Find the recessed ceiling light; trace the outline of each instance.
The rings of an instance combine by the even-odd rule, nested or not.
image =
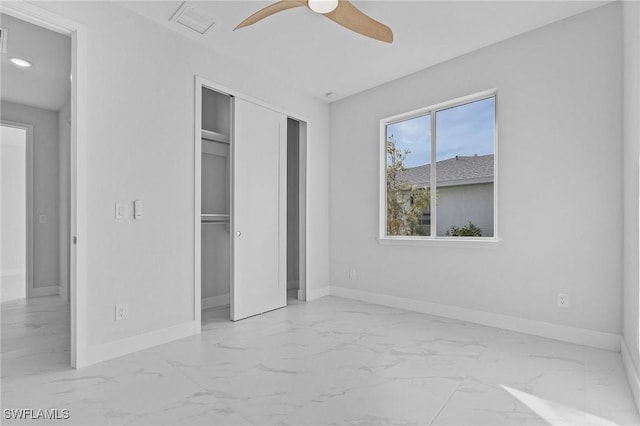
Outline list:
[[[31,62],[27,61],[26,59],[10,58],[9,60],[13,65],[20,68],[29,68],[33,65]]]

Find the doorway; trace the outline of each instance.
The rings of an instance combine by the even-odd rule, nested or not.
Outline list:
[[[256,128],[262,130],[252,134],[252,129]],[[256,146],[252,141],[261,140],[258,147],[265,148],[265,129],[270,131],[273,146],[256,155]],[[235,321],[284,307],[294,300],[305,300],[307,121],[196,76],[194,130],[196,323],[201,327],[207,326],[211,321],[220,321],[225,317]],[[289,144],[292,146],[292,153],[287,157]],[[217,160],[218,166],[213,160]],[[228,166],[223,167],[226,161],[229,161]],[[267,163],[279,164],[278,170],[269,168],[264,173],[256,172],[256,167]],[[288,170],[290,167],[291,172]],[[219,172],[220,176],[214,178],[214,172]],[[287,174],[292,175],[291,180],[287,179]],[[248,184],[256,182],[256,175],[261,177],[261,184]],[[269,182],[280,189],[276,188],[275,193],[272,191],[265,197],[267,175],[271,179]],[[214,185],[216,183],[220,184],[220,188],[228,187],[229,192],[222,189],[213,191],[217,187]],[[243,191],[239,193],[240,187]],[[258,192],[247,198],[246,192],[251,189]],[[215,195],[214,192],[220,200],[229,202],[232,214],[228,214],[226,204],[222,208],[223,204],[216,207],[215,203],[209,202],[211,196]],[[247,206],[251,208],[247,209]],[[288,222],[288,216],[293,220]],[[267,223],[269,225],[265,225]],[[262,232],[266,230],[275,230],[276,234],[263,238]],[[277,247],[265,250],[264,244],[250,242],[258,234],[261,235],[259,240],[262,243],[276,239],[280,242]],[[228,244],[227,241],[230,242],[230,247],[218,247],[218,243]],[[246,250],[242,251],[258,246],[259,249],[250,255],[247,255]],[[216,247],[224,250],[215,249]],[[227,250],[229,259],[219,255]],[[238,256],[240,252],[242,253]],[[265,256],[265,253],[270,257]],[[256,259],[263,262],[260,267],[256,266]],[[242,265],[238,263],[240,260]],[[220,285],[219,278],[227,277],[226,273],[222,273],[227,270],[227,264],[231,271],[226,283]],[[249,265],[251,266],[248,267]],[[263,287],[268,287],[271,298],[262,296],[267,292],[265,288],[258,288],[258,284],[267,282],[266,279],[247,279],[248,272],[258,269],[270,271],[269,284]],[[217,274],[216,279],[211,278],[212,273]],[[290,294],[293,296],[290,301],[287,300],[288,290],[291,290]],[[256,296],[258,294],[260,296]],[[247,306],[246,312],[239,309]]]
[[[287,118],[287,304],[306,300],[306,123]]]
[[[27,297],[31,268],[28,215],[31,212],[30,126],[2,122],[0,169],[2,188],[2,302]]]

EXERCISE GOAL:
Collect each line of the material above in which the word "instance" appears.

ANSWER TO THE PROBLEM:
Find the recessed ceiling light; trace the outline of each instance.
The rings of an instance combine by the even-odd rule, nested or not.
Find the doorway; trace the outline of each instance.
The rings of an instance combine by the even-odd rule, nested or not.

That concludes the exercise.